■ Task goal ■
Return verbatim the run of lines that opens with the line holding "Target: second red bell pepper" and closes with the last line of the records.

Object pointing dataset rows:
*-*-*

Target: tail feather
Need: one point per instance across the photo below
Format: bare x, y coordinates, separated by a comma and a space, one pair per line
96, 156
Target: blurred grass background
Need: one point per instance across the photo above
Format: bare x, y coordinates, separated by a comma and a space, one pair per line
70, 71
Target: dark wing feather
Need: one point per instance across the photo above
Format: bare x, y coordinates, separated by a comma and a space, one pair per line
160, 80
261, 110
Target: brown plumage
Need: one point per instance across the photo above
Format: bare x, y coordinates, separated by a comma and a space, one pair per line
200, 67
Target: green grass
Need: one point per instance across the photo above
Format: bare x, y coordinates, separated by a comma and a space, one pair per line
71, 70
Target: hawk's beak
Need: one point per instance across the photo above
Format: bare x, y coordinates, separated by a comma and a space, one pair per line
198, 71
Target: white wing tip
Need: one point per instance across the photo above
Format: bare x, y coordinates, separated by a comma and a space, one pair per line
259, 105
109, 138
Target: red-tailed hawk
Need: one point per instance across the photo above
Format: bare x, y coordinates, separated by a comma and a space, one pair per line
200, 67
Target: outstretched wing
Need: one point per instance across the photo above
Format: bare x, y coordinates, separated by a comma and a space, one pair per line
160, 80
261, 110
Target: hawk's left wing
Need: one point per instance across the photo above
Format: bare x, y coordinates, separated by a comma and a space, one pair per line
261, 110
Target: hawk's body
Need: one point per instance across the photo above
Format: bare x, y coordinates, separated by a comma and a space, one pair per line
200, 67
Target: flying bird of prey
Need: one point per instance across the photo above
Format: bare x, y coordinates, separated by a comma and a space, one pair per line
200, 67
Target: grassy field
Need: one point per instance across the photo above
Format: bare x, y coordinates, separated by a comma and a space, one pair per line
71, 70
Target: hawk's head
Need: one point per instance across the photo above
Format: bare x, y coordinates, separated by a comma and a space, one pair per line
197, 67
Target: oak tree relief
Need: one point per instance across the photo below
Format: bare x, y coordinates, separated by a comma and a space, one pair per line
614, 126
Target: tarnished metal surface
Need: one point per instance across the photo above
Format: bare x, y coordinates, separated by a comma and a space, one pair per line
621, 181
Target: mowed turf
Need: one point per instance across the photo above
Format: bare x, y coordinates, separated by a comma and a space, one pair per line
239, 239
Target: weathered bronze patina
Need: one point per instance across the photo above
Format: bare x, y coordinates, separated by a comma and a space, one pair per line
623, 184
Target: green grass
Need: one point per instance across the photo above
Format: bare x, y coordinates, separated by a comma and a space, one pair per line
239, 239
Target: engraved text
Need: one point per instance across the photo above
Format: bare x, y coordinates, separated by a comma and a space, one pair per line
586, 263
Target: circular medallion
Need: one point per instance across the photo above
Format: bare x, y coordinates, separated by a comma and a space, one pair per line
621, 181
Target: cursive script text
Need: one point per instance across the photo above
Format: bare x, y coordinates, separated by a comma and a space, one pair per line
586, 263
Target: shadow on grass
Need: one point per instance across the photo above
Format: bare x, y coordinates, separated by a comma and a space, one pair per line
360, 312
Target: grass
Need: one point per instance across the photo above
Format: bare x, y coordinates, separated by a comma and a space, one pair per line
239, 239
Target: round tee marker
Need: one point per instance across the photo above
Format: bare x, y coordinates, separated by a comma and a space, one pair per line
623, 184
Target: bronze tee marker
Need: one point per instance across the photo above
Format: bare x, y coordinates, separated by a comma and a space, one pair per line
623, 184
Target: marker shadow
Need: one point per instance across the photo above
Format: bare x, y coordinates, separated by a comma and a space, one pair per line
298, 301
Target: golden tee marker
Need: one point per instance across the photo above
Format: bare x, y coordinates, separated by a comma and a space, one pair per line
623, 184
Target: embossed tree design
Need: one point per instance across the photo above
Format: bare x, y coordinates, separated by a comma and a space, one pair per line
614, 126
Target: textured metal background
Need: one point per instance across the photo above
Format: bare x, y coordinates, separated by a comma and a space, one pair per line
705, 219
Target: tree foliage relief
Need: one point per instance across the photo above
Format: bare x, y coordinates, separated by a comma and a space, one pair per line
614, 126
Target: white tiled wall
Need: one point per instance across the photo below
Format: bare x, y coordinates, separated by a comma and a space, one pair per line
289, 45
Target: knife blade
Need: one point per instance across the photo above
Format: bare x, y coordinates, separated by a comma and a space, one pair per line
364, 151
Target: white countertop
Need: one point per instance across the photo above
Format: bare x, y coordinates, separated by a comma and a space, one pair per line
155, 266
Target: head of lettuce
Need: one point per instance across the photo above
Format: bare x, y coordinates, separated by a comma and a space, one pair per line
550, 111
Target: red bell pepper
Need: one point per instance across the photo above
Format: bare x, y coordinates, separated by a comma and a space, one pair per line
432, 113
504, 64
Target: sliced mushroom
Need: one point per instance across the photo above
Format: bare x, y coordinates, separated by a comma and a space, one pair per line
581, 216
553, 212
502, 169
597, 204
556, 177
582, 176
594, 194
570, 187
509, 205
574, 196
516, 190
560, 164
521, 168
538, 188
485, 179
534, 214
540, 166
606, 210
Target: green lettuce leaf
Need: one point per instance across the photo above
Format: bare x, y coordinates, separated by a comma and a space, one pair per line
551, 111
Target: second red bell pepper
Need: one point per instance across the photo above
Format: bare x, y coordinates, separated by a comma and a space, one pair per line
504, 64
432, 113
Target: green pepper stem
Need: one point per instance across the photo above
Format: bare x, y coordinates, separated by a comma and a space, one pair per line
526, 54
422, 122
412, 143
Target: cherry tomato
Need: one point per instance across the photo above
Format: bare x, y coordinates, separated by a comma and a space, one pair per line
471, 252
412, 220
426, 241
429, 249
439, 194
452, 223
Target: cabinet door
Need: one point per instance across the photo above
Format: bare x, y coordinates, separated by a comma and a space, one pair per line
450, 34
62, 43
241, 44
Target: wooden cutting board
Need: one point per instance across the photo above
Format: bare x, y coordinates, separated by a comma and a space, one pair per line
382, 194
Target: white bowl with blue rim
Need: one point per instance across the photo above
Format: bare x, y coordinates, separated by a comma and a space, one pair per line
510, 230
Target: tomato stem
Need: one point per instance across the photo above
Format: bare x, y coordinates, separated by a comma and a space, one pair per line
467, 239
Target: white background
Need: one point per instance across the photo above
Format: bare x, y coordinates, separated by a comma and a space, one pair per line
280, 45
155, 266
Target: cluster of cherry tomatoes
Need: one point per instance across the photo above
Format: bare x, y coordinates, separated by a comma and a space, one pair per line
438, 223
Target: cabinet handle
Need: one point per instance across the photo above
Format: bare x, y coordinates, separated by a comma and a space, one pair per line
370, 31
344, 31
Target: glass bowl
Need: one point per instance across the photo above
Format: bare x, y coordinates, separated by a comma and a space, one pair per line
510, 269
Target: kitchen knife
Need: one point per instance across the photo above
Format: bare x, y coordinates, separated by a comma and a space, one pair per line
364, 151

*-*-*

■ Problem solution ■
Target: second red bell pepper
Need: one point per instance across the photo above
Format: bare x, y coordinates, separated by a comma and a space, one pair per line
504, 64
432, 113
Target: green pepper stem
Need: one point per instance across the photo above
Format: bare x, y coordinates, separated by a comma and a space, one pair per line
526, 54
422, 122
412, 143
Target: cherry tomato
Need: one point per instance across the photo above
Format: bare x, y coordinates, separated by a comma and a space, one pair per line
471, 252
412, 220
426, 241
429, 249
439, 194
452, 223
Target: cabinet door
Need: one point per instance across the photo above
Format: bare x, y coordinates, separated by a comma and a space, one pair per line
450, 34
62, 43
241, 44
Target: wooden cutting board
Need: one point per instance across the photo above
Format: bare x, y coordinates, separated by a comma and a space, one pair per line
382, 194
Target: white bowl with blue rim
Need: one point per instance across the photo above
Format: bare x, y coordinates, separated by a comma and a space, one pair per line
510, 230
Target: tomato stem
Need: one point per instance across the photo above
Format: bare x, y coordinates, separated by a comma and a space, one pair per line
467, 239
Target: white background
Need: one point per instance across the photo above
Format: bare x, y coordinates, separated by a comma and a space, one pair per line
280, 45
155, 266
Target: cluster of cherry tomatoes
Need: one point per instance across the photo above
Format: bare x, y coordinates, separated by a comma and a space, one pair per line
438, 223
Target: cabinet handle
Need: one point per instance across the photo above
Format: bare x, y coordinates, separated by a comma and a space, one pair per line
370, 31
344, 31
Target: glass bowl
Need: one point per instance across the photo above
Format: bare x, y coordinates, separated by a comma and a space, one pair per line
510, 269
Target: kitchen knife
Need: one point per instance across the photo above
Format: bare x, y coordinates, separated by a comma and a space, one pair per line
364, 151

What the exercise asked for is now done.